- _Stated exercise 1_
Using the ozone column, decide whether each statement agrees with it: (a) the EPA estimated compliance costs at $90 billion a year by 2020; (b) the bipartisan letter carried the signatures of 43 U.S. Senators; (c) the ozone standard currently mandated is 75 ppb. For each, answer yes or no and quote the deciding words.

- _Selection_
The opinions expressed by columnists are their own and do not necessarily represent the views of

As the economy fails to gain traction, the Obama administration is proposing an additional burden—new, tougher ozone (air quality) regulations. This is not only curious; it’s simply bad public policy. The air we breathe today is as clean as it has been since the Environmental Protection Agency starting collecting information, but new strict regulations could cost 7.3 million Americans their jobs.


EPA is signaling that it is finalizing rules reducing the National Ambient Air Quality Standards program’s currently mandated 75 parts per billion (ppb) ozone standard to a level between 60 ppb and 70 ppb. By almost any given analysis, the impact on the nation’s economy will be nothing short of devastating.

Every state affected by this new regulation could lose tens of thousands of jobs, according to a bipartisan letter signed by a group of 34 U.S. Senators led by Senators Mary Landrieu (D-La.) and Jeff Sessions (R-Ala.). According to some estimates, the new rule could mean the loss of 7.3 million jobs, or 4.3 percent of the workforce in 2020.

By its own admission, the EPA’s turn of the screw would cost business and industry dearly. Yet it could only identify known controls for 5 percent of the emission reductions required to come into compliance and had to guess, estimating costs at a paltry $90 billion annually by 2020. In two independent analyses, the Manufacturers Alliance and the American Petroleum Institute both place the price tag at $1 trillion on an annual basis from 2020 to 2030. In Pennsylvania alone, individuals and businesses could incur up to $3.2 billion while gross regional production could decline more than $31 billion by 2020, according to the Pennsylvania Chamber of Business and Industry.

- _Stated exercise 2_
Pick out every row below that contains the word "forest", and copy each in full. Case counts.

- _Data for the task_
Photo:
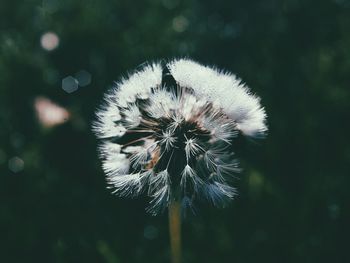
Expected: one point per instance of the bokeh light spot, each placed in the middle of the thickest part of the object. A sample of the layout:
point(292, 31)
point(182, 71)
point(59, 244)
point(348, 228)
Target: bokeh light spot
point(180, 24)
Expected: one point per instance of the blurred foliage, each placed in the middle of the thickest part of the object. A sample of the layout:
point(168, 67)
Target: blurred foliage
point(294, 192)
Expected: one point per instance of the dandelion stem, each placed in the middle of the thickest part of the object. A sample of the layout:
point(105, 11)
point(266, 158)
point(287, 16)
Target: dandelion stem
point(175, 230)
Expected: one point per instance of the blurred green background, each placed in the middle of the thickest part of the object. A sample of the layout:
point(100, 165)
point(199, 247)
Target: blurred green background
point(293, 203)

...

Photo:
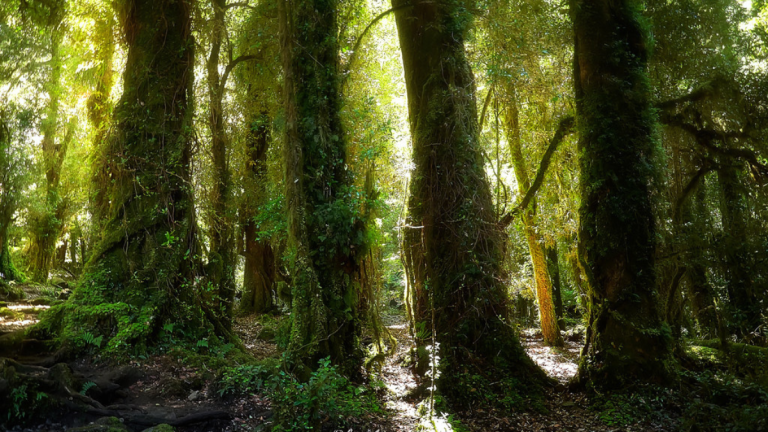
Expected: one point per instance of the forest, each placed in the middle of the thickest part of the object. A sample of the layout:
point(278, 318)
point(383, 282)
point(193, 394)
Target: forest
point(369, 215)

--

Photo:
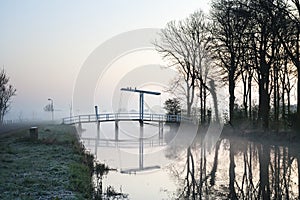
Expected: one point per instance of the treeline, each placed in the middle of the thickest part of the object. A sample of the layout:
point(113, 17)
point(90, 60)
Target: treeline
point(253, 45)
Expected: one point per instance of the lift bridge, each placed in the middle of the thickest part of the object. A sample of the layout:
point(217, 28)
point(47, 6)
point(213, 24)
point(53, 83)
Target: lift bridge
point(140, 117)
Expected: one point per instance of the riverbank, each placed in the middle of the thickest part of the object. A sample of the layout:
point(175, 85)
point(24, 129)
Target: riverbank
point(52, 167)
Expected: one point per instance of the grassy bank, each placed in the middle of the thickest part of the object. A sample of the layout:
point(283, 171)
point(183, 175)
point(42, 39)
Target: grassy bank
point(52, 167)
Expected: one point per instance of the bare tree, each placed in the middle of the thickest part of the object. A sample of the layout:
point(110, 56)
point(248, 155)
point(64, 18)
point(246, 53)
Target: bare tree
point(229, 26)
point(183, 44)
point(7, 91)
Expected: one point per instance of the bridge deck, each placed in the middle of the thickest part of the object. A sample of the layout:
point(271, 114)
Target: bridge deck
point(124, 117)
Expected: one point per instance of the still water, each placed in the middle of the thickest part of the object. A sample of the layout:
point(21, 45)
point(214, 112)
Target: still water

- _Expected output 1_
(a) Yes: "estimating costs at a paltry $90 billion annually by 2020"
(b) No: "signed by a group of 34 U.S. Senators"
(c) Yes: "currently mandated 75 parts per billion (ppb) ozone standard"

- _Expected output 2_
Expected: one point per instance of the forest, each placed in the middle of the thickest part of the object. A sample of the layout:
Target: forest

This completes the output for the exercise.